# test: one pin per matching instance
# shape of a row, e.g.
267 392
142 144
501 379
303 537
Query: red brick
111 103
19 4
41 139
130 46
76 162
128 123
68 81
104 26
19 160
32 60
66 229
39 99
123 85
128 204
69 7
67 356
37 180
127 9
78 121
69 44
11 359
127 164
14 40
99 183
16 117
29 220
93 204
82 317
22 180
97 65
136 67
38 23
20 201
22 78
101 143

__WORK TO COMPLETE__:
Copy every line of the material above, requests included, and raise each point coordinate in the answers by 3. Leave the numbers in the requests and their sample rows as they are.

__SOLUTION TO THE PROBLEM__:
# test: one pin per matching instance
# shape of a row, e.g.
267 392
142 144
501 379
303 537
Query: red brick
114 106
22 7
44 142
133 49
79 165
131 126
71 84
107 29
22 163
35 63
69 232
42 102
126 88
131 207
72 10
70 359
40 183
130 12
81 124
72 47
14 362
130 167
17 43
102 186
19 120
32 223
96 207
85 320
25 183
100 68
139 70
41 26
23 204
25 81
104 146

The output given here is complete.